### Given records ###

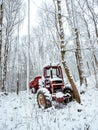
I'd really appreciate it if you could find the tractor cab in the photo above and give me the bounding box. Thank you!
[43,65,63,79]
[43,65,64,93]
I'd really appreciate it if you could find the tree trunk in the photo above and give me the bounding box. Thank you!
[0,30,2,87]
[85,0,98,44]
[1,0,23,92]
[75,28,87,86]
[2,41,9,92]
[0,3,3,88]
[65,0,87,87]
[2,57,7,92]
[27,0,30,94]
[83,15,98,87]
[56,0,81,103]
[16,73,19,95]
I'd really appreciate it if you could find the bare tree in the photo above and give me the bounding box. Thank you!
[75,0,98,87]
[82,11,98,87]
[30,2,61,77]
[56,0,81,103]
[27,0,30,94]
[1,0,23,92]
[85,0,98,44]
[0,2,3,86]
[65,0,87,87]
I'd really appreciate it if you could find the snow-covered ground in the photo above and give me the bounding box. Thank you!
[0,76,98,130]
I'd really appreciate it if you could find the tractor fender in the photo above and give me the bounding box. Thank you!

###

[Prompt]
Leaving out the pictures, transcribe the material above exactly.

[Response]
I'd really appreciate it if you could find the tractor cab in the photo above and give me the bounding box. Thank you!
[43,65,63,79]
[43,65,64,93]
I'd really appreciate it if you could find the tree trunk in the photo above and give me the bounding box. Thank you!
[0,30,2,87]
[85,0,98,44]
[1,0,23,92]
[75,28,87,86]
[2,41,9,92]
[0,3,3,88]
[65,0,87,87]
[2,57,7,92]
[27,0,30,94]
[83,15,98,87]
[56,0,81,103]
[16,73,19,95]
I'd really appreciate it if you could find the bare tree in the photo above and give me the bounding box. Thank you!
[75,0,98,87]
[82,11,98,87]
[30,2,61,77]
[56,0,81,103]
[27,0,30,94]
[1,0,23,92]
[85,0,98,44]
[0,2,3,86]
[65,0,87,87]
I'd really appreciate it if you could find the snow-covered ground in the photo above and give me the bounding box. Thank you!
[0,76,98,130]
I'd really appreciate it if you could find the tractor fender in the photo above and give me the bounding box. Thank you!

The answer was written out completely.